=== Exercise A ===
What does the climate security programme text call climate change?
=== Exercise B ===
Print everything from "The research programme" down to "and nuclear energy." in the climate security programme text.

┌─ Text for analysis

The research programme on climate security examines the governance of climate change initiatives in Southeast Asia and the impacts of climate change on food security, energy security and environmental security in the region. It includes research projects on national and regional policy responses and practices across ASEAN Member States with special emphasis on climate change adaptation, food security, marine environmental protection, and nuclear energy.
Core Research Areas
The programme is divided into four research themes: (1) climate change adaptation, (2) food security, (3) marine environmental protection, and (4) nuclear energy.
- Climate Change Adaptation
Climate change is a threat multiplier whose impacts are already seen in the increasing intensity and frequency of climate-related disasters. Considering serious concerns brought about by the changing climate, policies in addressing climate change no longer look only at mitigation but increasingly have a strong focus on adaptation. While there has been a lot of debate on mitigation and disaster risk reduction at the global level, particularly for regions that are vulnerable to climate change, adaptation has become a more important consideration. The Centre examines climate adaptation efforts by:
- Auditing climate change adaptation and disaster risk reduction policies at national level across the region;
- Comparing the frameworks for climate change cooperation across regions;
- Examining regional cooperation mechanisms for climate change adaptation and mitigation efforts; and
- Analysing regional climate change cooperation on selected sectors including transportation, energy and cities.

└─
┌─ Input data

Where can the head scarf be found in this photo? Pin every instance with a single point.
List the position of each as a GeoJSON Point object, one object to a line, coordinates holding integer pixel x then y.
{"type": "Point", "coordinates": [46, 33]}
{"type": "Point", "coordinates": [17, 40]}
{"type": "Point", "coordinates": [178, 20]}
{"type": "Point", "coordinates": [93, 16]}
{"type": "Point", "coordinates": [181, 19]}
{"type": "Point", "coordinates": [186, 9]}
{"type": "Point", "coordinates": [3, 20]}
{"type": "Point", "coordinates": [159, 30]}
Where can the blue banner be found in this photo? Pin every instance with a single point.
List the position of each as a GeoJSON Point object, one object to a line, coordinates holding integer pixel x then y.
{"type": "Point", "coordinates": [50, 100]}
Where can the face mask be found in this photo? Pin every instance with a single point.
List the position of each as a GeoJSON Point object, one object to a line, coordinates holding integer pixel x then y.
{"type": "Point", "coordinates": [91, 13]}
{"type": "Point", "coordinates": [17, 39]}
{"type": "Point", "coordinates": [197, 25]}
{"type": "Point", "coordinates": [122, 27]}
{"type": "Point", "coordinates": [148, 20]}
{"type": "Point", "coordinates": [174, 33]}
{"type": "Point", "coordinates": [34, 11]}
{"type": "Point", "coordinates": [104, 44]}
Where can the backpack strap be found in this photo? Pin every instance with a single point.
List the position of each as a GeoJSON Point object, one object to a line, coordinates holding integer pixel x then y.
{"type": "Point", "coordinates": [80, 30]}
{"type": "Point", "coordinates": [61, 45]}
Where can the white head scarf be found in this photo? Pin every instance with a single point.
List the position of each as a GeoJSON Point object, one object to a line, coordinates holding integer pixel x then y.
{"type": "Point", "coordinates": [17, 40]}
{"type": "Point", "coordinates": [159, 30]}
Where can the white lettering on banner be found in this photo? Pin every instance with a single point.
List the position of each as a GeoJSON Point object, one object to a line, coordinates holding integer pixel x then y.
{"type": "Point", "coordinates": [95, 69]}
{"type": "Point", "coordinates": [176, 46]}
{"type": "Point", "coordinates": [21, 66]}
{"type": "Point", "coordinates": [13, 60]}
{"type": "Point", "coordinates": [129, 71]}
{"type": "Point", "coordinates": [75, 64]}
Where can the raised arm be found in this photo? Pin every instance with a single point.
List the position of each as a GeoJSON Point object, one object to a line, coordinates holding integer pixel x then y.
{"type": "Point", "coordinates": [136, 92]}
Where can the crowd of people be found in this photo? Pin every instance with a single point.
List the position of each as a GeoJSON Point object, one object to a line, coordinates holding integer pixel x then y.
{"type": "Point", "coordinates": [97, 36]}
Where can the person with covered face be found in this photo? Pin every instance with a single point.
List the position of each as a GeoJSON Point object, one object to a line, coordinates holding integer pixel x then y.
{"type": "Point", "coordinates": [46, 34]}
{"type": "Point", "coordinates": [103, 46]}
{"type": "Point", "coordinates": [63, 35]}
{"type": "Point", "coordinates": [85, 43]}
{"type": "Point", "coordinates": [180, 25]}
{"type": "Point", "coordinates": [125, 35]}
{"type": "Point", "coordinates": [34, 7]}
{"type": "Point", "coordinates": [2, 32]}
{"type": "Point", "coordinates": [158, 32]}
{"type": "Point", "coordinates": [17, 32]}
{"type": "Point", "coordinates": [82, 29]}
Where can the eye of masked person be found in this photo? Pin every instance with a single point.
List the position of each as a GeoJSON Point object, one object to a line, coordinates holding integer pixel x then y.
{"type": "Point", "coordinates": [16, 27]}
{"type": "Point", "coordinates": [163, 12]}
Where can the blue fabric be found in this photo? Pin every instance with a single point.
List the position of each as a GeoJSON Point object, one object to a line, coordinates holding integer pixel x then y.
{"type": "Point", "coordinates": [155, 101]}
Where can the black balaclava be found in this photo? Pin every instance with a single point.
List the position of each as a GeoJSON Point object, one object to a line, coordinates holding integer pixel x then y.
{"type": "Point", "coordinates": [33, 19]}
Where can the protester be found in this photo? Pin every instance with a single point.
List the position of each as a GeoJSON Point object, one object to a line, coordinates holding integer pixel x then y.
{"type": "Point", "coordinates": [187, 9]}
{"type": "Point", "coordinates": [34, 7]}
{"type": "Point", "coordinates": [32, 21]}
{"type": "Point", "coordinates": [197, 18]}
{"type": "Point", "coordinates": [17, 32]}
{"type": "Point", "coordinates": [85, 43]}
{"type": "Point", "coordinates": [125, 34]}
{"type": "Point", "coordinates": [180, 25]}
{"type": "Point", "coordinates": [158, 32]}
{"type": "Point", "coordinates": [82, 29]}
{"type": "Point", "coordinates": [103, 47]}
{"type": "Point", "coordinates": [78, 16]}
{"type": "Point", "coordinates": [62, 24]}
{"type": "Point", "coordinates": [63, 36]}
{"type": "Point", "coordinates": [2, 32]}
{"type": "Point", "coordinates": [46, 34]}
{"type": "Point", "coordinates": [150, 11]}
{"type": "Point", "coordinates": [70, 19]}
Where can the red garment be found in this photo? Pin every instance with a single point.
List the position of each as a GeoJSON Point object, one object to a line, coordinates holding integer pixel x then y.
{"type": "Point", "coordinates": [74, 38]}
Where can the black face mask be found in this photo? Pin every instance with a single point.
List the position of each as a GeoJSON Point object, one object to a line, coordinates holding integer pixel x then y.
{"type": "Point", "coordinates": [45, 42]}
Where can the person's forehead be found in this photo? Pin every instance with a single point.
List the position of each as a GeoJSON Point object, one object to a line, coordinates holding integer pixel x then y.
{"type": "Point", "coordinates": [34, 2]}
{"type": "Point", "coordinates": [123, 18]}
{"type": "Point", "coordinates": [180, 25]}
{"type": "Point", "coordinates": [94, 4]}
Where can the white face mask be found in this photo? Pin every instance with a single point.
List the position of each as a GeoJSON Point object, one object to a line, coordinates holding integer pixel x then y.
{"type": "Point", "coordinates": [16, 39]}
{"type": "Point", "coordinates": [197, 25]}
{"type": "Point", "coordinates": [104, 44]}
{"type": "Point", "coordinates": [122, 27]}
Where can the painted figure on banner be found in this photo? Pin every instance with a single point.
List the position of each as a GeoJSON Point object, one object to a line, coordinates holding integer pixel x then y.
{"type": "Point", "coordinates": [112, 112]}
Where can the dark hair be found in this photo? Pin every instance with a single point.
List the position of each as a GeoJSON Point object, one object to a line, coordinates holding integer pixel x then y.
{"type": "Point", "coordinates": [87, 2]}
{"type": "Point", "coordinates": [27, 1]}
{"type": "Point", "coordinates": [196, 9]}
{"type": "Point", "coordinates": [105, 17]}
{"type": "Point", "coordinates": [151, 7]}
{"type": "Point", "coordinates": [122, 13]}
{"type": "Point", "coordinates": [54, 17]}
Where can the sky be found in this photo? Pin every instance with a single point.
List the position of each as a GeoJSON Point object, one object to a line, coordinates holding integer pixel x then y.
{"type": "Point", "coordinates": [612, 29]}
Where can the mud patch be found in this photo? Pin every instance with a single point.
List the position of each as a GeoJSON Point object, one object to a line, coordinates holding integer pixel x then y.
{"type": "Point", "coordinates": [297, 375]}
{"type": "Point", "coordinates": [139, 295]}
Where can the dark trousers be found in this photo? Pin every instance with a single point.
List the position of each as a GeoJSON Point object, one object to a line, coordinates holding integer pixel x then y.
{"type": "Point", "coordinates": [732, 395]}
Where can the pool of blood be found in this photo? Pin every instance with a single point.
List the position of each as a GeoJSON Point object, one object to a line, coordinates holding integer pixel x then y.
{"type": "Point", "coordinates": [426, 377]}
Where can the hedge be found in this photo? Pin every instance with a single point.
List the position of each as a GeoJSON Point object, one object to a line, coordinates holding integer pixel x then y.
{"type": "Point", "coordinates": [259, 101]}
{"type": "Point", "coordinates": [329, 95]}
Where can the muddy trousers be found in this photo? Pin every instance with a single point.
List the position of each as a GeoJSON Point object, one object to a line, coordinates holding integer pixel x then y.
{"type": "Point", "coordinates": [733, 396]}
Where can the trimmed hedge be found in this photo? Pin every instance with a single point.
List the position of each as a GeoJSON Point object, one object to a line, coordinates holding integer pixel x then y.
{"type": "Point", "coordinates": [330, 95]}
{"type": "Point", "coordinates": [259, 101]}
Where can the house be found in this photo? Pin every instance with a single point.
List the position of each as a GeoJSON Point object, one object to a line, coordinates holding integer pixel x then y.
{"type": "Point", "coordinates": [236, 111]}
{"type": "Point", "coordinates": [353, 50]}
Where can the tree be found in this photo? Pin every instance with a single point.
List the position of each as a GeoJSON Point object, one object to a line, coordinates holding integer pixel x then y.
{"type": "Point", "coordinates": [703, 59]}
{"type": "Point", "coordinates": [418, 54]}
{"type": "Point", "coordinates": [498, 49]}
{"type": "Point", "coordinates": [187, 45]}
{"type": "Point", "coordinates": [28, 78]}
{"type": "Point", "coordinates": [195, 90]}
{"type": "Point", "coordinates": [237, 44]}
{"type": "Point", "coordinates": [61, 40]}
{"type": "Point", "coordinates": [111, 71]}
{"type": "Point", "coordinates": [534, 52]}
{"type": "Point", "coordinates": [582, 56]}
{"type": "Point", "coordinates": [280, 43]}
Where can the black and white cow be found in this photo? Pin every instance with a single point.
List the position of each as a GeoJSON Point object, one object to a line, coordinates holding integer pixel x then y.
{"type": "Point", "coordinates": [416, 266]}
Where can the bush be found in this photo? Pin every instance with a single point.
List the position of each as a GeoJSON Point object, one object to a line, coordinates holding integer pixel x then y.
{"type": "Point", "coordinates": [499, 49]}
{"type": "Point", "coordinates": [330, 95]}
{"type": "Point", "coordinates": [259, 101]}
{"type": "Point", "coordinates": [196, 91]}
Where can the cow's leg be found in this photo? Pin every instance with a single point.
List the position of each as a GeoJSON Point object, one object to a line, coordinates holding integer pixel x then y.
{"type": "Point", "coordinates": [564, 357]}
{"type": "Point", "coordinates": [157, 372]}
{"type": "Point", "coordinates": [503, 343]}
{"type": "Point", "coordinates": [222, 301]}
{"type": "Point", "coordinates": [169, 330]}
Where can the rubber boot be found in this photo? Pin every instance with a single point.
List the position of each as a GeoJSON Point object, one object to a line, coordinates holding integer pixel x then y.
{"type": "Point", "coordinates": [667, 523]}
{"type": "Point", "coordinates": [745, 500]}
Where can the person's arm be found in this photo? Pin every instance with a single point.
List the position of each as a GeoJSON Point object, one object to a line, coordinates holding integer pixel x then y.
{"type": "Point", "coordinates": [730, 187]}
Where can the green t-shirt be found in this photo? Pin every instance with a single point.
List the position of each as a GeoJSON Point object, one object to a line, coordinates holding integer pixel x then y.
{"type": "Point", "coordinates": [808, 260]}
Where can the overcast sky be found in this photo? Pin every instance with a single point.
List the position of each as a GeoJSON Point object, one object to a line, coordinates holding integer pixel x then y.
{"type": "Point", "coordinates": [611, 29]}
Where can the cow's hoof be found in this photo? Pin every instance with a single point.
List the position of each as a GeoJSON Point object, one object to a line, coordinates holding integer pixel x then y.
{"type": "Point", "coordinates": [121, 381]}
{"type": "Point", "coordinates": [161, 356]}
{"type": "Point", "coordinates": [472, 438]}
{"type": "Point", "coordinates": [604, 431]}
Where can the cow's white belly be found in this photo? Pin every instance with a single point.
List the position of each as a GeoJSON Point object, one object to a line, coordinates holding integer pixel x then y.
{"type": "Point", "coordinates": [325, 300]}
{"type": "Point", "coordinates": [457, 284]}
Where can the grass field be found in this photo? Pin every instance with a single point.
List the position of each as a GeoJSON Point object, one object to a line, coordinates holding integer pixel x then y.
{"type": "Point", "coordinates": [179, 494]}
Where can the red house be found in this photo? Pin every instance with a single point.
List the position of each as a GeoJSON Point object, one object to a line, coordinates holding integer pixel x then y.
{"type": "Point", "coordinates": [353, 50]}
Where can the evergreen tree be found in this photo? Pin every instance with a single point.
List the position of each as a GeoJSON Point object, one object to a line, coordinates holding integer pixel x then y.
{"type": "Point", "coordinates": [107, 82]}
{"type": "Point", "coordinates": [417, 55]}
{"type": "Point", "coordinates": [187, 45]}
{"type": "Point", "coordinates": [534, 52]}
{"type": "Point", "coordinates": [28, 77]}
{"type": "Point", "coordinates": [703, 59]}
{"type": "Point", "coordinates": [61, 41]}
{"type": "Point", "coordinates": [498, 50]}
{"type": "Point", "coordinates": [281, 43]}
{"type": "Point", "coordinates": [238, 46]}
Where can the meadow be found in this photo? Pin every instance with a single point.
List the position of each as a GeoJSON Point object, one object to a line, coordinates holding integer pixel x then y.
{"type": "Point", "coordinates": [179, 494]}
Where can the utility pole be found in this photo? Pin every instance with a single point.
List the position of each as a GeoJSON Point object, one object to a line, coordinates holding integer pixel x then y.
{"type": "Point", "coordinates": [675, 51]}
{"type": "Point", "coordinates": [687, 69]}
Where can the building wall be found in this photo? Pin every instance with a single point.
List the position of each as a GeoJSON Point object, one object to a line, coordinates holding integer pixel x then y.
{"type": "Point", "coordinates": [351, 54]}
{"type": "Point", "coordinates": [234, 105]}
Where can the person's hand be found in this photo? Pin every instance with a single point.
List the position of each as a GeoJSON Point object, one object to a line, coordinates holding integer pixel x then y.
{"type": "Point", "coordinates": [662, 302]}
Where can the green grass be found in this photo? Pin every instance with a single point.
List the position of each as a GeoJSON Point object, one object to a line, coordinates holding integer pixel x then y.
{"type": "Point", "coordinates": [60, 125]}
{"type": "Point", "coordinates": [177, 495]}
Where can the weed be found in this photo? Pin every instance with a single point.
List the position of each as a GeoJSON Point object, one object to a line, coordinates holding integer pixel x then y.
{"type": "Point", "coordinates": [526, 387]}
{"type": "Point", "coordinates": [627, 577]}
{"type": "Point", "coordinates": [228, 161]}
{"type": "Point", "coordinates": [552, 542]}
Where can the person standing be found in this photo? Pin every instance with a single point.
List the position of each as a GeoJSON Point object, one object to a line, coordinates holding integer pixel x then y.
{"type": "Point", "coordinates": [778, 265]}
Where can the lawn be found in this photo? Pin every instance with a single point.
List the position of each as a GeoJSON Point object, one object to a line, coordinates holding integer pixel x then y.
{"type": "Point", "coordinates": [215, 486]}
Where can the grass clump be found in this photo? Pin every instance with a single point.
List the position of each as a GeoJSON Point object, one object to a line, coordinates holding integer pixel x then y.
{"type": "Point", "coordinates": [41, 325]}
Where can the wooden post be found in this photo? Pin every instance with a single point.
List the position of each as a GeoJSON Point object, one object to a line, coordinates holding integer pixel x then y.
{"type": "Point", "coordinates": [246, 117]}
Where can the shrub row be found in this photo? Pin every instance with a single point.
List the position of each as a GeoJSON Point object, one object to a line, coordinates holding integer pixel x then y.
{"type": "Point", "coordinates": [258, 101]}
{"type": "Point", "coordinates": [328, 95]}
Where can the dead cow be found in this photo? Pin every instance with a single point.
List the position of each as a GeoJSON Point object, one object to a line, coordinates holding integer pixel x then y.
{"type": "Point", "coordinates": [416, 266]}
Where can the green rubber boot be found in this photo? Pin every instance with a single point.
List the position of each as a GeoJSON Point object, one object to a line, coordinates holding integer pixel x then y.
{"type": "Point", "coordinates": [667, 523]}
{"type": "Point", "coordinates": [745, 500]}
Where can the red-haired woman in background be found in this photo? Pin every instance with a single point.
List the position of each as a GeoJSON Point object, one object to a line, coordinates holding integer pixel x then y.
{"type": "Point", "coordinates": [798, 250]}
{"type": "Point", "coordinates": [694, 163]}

└─

=== Worked solution A ===
A threat multiplier.

=== Worked solution B ===
The research programme on climate security examines the governance of climate change initiatives in Southeast Asia and the impacts of climate change on food security, energy security and environmental security in the region. It includes research projects on national and regional policy responses and practices across ASEAN Member States with special emphasis on climate change adaptation, food security, marine environmental protection, and nuclear energy.